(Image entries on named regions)
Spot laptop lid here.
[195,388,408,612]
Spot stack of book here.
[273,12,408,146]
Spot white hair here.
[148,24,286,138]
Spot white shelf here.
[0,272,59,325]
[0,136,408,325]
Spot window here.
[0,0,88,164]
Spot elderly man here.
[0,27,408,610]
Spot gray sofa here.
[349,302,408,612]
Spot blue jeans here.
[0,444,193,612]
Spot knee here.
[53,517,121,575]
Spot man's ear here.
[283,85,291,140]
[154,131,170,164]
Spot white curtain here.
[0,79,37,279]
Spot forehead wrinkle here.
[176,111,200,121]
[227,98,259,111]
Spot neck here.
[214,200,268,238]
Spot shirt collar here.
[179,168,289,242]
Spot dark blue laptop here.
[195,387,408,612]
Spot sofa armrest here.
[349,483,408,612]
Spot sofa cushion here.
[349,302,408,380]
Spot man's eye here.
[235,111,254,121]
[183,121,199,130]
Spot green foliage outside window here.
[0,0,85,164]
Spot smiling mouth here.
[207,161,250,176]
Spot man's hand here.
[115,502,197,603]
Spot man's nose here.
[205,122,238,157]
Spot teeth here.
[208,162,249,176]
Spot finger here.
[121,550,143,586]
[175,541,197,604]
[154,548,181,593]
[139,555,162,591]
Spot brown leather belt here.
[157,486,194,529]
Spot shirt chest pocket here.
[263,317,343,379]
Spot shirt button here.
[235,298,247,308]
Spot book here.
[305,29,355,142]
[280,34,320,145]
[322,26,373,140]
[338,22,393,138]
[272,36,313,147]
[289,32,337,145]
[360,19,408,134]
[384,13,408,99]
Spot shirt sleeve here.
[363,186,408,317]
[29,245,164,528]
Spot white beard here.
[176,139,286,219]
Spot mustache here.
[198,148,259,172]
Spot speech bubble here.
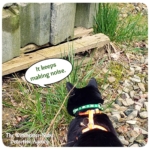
[25,59,72,87]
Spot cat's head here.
[66,78,104,116]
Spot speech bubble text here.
[25,59,72,87]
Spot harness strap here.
[79,109,107,133]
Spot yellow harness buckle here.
[79,109,107,133]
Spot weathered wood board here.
[2,33,110,75]
[20,27,93,54]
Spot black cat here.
[66,78,123,147]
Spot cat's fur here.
[66,78,123,147]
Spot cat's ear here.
[66,82,73,92]
[88,78,98,88]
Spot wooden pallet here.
[2,33,110,75]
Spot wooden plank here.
[20,27,93,54]
[2,33,110,75]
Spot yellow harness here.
[79,109,108,133]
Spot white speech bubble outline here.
[25,58,72,87]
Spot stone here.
[112,113,121,122]
[126,98,134,106]
[115,99,122,106]
[108,77,116,83]
[133,127,148,135]
[135,66,142,72]
[127,110,138,120]
[123,87,130,93]
[139,111,148,119]
[126,120,136,125]
[19,3,51,47]
[118,136,129,145]
[129,77,141,82]
[3,3,14,8]
[133,95,140,100]
[129,91,135,98]
[144,102,148,110]
[75,3,98,28]
[130,143,139,147]
[50,3,76,45]
[124,109,133,116]
[135,105,141,111]
[138,83,145,92]
[102,84,109,90]
[144,58,148,65]
[2,6,20,63]
[133,85,139,91]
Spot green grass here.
[3,49,98,146]
[93,3,148,43]
[93,3,119,40]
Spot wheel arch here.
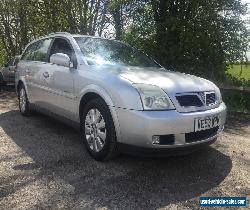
[78,85,121,142]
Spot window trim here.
[34,37,54,63]
[48,36,78,69]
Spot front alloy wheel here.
[85,109,106,152]
[81,98,118,160]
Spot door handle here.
[43,71,49,78]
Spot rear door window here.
[22,42,37,61]
[34,39,52,62]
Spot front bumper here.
[116,103,226,149]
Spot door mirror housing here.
[50,53,72,68]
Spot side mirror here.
[50,53,72,68]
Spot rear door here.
[18,42,37,103]
[2,58,15,83]
[32,38,53,105]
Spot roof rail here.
[49,31,71,35]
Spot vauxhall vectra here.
[16,32,226,160]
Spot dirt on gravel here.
[0,87,250,210]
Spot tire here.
[80,98,118,161]
[18,84,31,116]
[0,72,6,89]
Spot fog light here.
[152,136,160,144]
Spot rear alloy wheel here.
[81,98,118,161]
[18,85,30,116]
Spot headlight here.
[215,87,222,104]
[134,84,175,110]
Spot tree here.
[124,0,249,78]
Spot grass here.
[228,64,250,80]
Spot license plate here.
[194,115,220,132]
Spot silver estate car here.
[16,32,226,160]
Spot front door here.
[43,38,77,120]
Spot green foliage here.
[124,0,249,79]
[227,64,250,80]
[222,90,250,112]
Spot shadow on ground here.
[0,111,232,209]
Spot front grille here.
[176,95,203,107]
[160,134,175,145]
[185,126,219,143]
[206,93,216,106]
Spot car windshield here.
[75,37,160,67]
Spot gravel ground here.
[0,86,250,210]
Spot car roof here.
[29,32,116,45]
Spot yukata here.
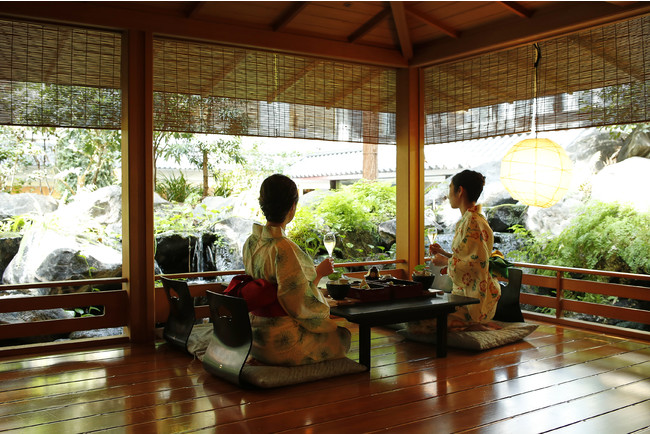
[243,224,350,366]
[408,205,501,333]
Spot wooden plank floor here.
[0,324,650,434]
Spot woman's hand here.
[314,258,334,286]
[431,253,449,267]
[429,243,451,258]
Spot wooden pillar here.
[122,30,155,343]
[396,68,424,275]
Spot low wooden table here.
[330,294,479,369]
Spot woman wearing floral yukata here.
[409,170,501,333]
[243,174,350,366]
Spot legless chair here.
[160,277,196,351]
[203,291,252,386]
[494,268,524,322]
[203,291,366,388]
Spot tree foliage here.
[288,180,395,261]
[511,201,650,279]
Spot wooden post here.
[122,30,155,343]
[396,68,424,276]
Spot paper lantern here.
[501,138,573,208]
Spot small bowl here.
[411,274,436,291]
[325,282,350,300]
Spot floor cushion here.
[398,321,538,351]
[187,323,213,361]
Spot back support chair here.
[160,277,196,351]
[203,291,252,385]
[494,268,524,322]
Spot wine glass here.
[425,226,438,245]
[323,232,336,258]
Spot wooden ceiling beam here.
[390,2,413,59]
[497,2,533,18]
[0,2,408,68]
[348,7,390,42]
[404,5,460,38]
[271,2,309,32]
[410,2,650,66]
[185,2,206,18]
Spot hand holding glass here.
[323,232,336,258]
[425,227,438,245]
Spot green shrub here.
[509,201,650,304]
[156,172,203,203]
[288,181,395,261]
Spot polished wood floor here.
[0,324,650,434]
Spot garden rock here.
[0,306,74,346]
[56,185,122,227]
[0,193,59,220]
[524,195,583,237]
[68,327,124,339]
[378,219,397,246]
[2,228,122,295]
[0,232,23,276]
[193,196,237,221]
[483,204,527,232]
[616,129,650,162]
[591,157,650,212]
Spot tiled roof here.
[287,128,593,179]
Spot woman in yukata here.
[243,174,350,366]
[408,170,501,333]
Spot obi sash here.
[224,274,287,317]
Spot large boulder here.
[0,306,74,346]
[524,195,583,236]
[2,227,122,295]
[483,204,528,232]
[616,129,650,162]
[0,193,59,220]
[591,157,650,212]
[0,232,23,277]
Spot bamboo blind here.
[154,38,395,144]
[0,19,121,129]
[424,16,650,144]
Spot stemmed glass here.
[323,232,336,258]
[425,226,438,245]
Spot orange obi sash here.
[224,274,287,317]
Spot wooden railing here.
[0,277,129,349]
[514,262,650,340]
[0,260,650,352]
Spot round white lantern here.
[501,139,573,208]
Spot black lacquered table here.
[330,294,479,369]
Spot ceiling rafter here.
[390,2,413,59]
[348,7,390,42]
[404,6,460,38]
[272,2,309,32]
[497,2,533,18]
[266,59,322,103]
[185,2,206,18]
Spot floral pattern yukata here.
[409,205,501,333]
[243,224,350,366]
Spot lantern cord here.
[531,43,542,138]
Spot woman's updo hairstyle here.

WHAT YOU SHOULD DO — Copy every line of the material above verbatim, leaving out the pictures.

THE RESPONSE —
Spot laptop lid here.
[195,388,408,612]
Spot stack of book here.
[273,12,408,146]
Spot white hair here.
[148,24,286,138]
Spot white shelf here.
[0,272,59,325]
[0,136,408,325]
Spot window here.
[0,0,88,164]
Spot elderly man here.
[0,27,408,610]
Spot gray sofa here.
[349,302,408,612]
Spot blue jeans here.
[0,444,193,612]
Spot knee here.
[53,517,121,575]
Spot man's ear here.
[283,85,291,140]
[154,131,170,164]
Spot white curtain here.
[0,79,37,279]
Spot forehead wrinkle here.
[176,111,200,121]
[227,98,259,111]
Spot neck here.
[214,200,268,238]
Spot shirt collar here.
[179,168,289,242]
Spot dark blue laptop here.
[195,387,408,612]
Spot sofa armrest here.
[349,483,408,612]
Spot sofa cushion here.
[349,302,408,380]
Spot man's eye here.
[235,111,254,121]
[183,121,199,130]
Spot green foliage outside window here.
[0,0,85,164]
Spot smiling mouth here.
[207,161,250,176]
Spot man's hand here.
[115,502,197,603]
Spot man's nose here.
[205,122,238,157]
Spot teeth here.
[208,162,249,176]
Spot finger here.
[121,550,143,586]
[175,541,197,604]
[154,548,181,593]
[139,555,162,591]
Spot brown leather belt here.
[157,486,194,529]
Spot shirt chest pocket here.
[263,317,343,379]
Spot shirt button here.
[235,298,247,308]
Spot book here.
[305,29,355,142]
[280,34,320,145]
[322,26,373,140]
[338,22,393,138]
[272,36,313,147]
[289,32,337,145]
[360,19,408,134]
[384,13,408,99]
Spot shirt sleeve here.
[363,186,408,317]
[29,245,164,528]
Spot white beard here.
[176,139,286,219]
Spot mustache here.
[198,148,259,172]
Spot speech bubble here.
[25,59,72,87]
Spot cat's head here.
[66,78,104,116]
Spot speech bubble text here.
[25,59,72,87]
Spot harness strap here.
[79,109,107,133]
Spot yellow harness buckle here.
[79,109,107,133]
Spot weathered wood board here.
[2,33,110,75]
[20,27,93,54]
Spot black cat here.
[66,78,123,147]
Spot cat's fur here.
[66,78,123,147]
Spot cat's ear here.
[66,82,73,92]
[88,78,98,88]
Spot wooden pallet here.
[2,33,110,75]
Spot wooden plank here.
[20,27,93,54]
[2,33,110,75]
Spot yellow harness here.
[79,109,108,133]
Spot white speech bubble outline here.
[25,58,72,87]
Spot stone here.
[112,113,121,122]
[126,98,134,106]
[115,99,122,106]
[108,77,116,83]
[133,127,148,135]
[135,66,142,72]
[127,110,138,120]
[123,87,130,93]
[139,111,148,119]
[126,120,136,125]
[19,3,51,47]
[118,136,129,145]
[129,77,141,82]
[3,3,14,8]
[133,95,140,100]
[129,91,135,98]
[144,102,148,110]
[75,3,98,28]
[130,143,139,147]
[50,3,76,45]
[124,109,133,116]
[135,105,141,111]
[138,83,145,92]
[102,84,109,90]
[144,58,148,65]
[2,6,20,63]
[133,85,139,91]
Spot green grass here.
[3,49,98,146]
[93,3,148,43]
[93,3,119,40]
Spot wheel arch here.
[78,85,121,142]
Spot window trim here.
[34,37,54,63]
[48,36,78,69]
Spot front alloy wheel here.
[85,109,106,152]
[81,98,118,160]
Spot door handle here.
[43,71,49,78]
Spot rear door window here.
[22,42,37,61]
[34,39,52,62]
Spot front bumper here.
[116,103,226,149]
Spot door mirror housing here.
[50,53,72,68]
Spot side mirror here.
[50,53,72,68]
Spot rear door here.
[18,42,37,103]
[2,58,15,83]
[32,38,53,105]
Spot roof rail here.
[49,31,71,35]
Spot vauxhall vectra here.
[16,32,226,160]
Spot dirt on gravel here.
[0,87,250,210]
Spot tire here.
[80,98,118,161]
[18,84,31,116]
[0,72,6,89]
Spot fog light here.
[152,136,160,144]
Spot rear alloy wheel here.
[81,98,118,161]
[18,85,30,116]
Spot headlight here.
[215,87,222,104]
[134,84,175,110]
Spot tree here.
[124,0,249,78]
Spot grass here.
[228,64,250,80]
Spot license plate here.
[194,115,220,132]
Spot silver estate car here.
[16,32,226,160]
Spot front door here.
[43,38,77,120]
Spot green foliage here.
[124,0,249,79]
[227,64,250,80]
[222,90,250,112]
Spot shadow on ground here.
[0,111,232,209]
Spot front grille here.
[176,95,203,107]
[160,134,175,145]
[185,126,219,143]
[206,93,216,106]
Spot car windshield here.
[75,37,160,67]
Spot gravel ground here.
[0,86,250,210]
Spot car roof here.
[29,32,116,45]
Spot yukata here.
[243,224,350,366]
[408,205,501,333]
Spot wooden plank floor here.
[0,324,650,434]
Spot woman's hand here.
[314,258,334,286]
[431,253,449,267]
[429,243,451,258]
Spot wooden pillar here.
[122,30,155,343]
[396,68,424,275]
Spot low wooden table here.
[330,294,479,369]
Spot woman wearing floral yukata here.
[409,170,501,333]
[243,174,350,366]
Spot legless chair here.
[160,277,196,351]
[203,291,252,386]
[494,268,524,322]
[203,291,366,388]
Spot tree foliage here.
[288,180,395,261]
[511,201,650,279]
Spot wooden post here.
[122,30,155,343]
[396,68,424,276]
Spot paper lantern here.
[501,138,573,208]
Spot small bowl here.
[411,274,436,291]
[325,282,350,300]
Spot floor cushion here.
[398,321,538,351]
[187,323,213,361]
Spot back support chair here.
[160,277,196,351]
[203,291,252,385]
[494,268,524,322]
Spot wine glass here.
[425,226,438,245]
[323,232,336,258]
Spot wooden ceiling beam here.
[390,2,413,59]
[497,2,533,18]
[0,2,408,68]
[348,7,390,42]
[404,5,460,38]
[271,2,309,32]
[410,2,650,66]
[185,2,206,18]
Spot hand holding glass here.
[323,232,336,258]
[425,227,438,245]
Spot green shrub here.
[509,201,650,304]
[156,172,203,203]
[288,181,395,261]
Spot polished wood floor here.
[0,324,650,434]
Spot garden rock here.
[0,306,74,346]
[56,185,122,227]
[0,193,59,220]
[524,195,583,237]
[68,327,124,339]
[378,219,397,246]
[2,228,122,295]
[0,232,23,276]
[193,196,237,221]
[483,204,527,232]
[616,129,650,162]
[591,157,650,212]
Spot tiled roof here.
[287,128,593,179]
Spot woman in yukata here.
[243,174,350,366]
[408,170,501,333]
Spot obi sash here.
[224,274,287,317]
Spot large boulder here.
[0,306,74,346]
[524,195,583,236]
[2,227,122,295]
[483,204,528,232]
[616,129,650,162]
[0,193,59,220]
[591,157,650,212]
[0,232,23,277]
Spot bamboo blind here.
[154,38,395,144]
[0,19,121,129]
[424,16,650,144]
Spot stemmed glass here.
[323,232,336,258]
[425,226,438,245]
Spot orange obi sash here.
[224,274,287,317]
Spot wooden railing here.
[0,277,129,349]
[514,262,650,340]
[0,260,650,352]
Spot round white lantern here.
[501,139,573,208]
Spot black lacquered table here.
[330,294,479,369]
Spot ceiling rafter here.
[390,2,413,59]
[348,7,390,42]
[404,6,460,38]
[272,2,309,32]
[497,2,533,18]
[266,59,322,103]
[185,2,206,18]
Spot floral pattern yukata here.
[409,205,501,333]
[243,224,350,366]
Spot lantern cord here.
[531,43,542,138]
Spot woman's updo hairstyle here.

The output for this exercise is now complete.